*ENTRIES:*
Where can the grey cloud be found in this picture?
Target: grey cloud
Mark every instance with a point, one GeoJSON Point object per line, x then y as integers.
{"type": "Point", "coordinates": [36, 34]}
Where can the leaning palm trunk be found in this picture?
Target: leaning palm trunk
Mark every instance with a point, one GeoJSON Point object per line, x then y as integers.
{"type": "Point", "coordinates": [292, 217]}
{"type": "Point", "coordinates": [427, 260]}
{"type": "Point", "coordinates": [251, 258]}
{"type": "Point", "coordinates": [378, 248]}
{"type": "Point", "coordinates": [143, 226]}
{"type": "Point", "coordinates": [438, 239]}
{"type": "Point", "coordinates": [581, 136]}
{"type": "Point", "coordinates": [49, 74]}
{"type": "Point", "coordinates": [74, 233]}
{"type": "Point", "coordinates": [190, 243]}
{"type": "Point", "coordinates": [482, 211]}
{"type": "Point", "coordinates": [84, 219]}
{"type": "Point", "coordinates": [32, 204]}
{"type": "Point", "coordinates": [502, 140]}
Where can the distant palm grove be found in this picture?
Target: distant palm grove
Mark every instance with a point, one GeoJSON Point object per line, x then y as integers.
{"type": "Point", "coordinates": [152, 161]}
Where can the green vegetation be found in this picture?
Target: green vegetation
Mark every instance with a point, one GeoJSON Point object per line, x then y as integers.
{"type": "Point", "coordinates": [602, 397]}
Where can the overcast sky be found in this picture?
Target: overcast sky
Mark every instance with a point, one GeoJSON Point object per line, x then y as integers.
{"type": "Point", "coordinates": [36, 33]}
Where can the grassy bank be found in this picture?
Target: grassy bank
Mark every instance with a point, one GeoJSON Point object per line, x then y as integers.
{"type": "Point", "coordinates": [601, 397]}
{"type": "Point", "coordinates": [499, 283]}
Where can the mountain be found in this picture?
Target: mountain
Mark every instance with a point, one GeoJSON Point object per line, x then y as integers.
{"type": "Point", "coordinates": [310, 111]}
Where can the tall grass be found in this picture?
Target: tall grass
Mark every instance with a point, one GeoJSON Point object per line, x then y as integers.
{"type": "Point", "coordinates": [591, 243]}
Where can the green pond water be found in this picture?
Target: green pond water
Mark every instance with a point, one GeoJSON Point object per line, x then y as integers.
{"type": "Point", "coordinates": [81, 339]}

*WHAT NEEDS TO BE DONE:* Reproduce the whole listing above line for line, with every character unchanged.

*REPLY:*
Where can the grey cloud be found in this picture?
Target: grey cloud
Mark every instance with a point, one GeoJSON Point object per line, x then y as integers.
{"type": "Point", "coordinates": [36, 34]}
Where can the leaning palm trunk be found in this picture?
Target: leaning palm trunk
Mark every instance with a point, one GeoJSON Point object per line, x then y as integers.
{"type": "Point", "coordinates": [292, 217]}
{"type": "Point", "coordinates": [427, 260]}
{"type": "Point", "coordinates": [251, 258]}
{"type": "Point", "coordinates": [378, 248]}
{"type": "Point", "coordinates": [143, 226]}
{"type": "Point", "coordinates": [438, 239]}
{"type": "Point", "coordinates": [581, 136]}
{"type": "Point", "coordinates": [49, 74]}
{"type": "Point", "coordinates": [74, 233]}
{"type": "Point", "coordinates": [190, 243]}
{"type": "Point", "coordinates": [482, 211]}
{"type": "Point", "coordinates": [84, 219]}
{"type": "Point", "coordinates": [32, 204]}
{"type": "Point", "coordinates": [502, 140]}
Where can the distant palm grove be found in this picture?
Target: distant palm grove
Mark every instance with a point, one GeoJSON Point object per line, x then y as integers.
{"type": "Point", "coordinates": [152, 161]}
Where can the green vegetation be found in this picture?
Target: green vegetation
Mark every instance with a point, one GeoJSON Point object per line, x then y as integers.
{"type": "Point", "coordinates": [602, 397]}
Where can the overcast sky be found in this picture?
Target: overcast sky
Mark every instance with a point, one GeoJSON Point object per line, x then y as integers.
{"type": "Point", "coordinates": [36, 33]}
Where can the grassy bank be found in this picture?
Target: grassy bank
Mark every instance with a point, one GeoJSON Point object per line, x then y as integers.
{"type": "Point", "coordinates": [601, 397]}
{"type": "Point", "coordinates": [499, 283]}
Where can the mountain be found in this picture?
Target: mountain
Mark every instance with a point, one GeoJSON Point object per line, x then y as integers.
{"type": "Point", "coordinates": [310, 111]}
Where can the tall grass be found in this picture?
Target: tall grass
Mark every instance with a point, one GeoJSON Point object per line, x then y as integers.
{"type": "Point", "coordinates": [591, 243]}
Where can the green pond water be found in this picture?
Target: green pond water
Mark every instance with a point, one GeoJSON Point object per line, x then y as integers.
{"type": "Point", "coordinates": [81, 339]}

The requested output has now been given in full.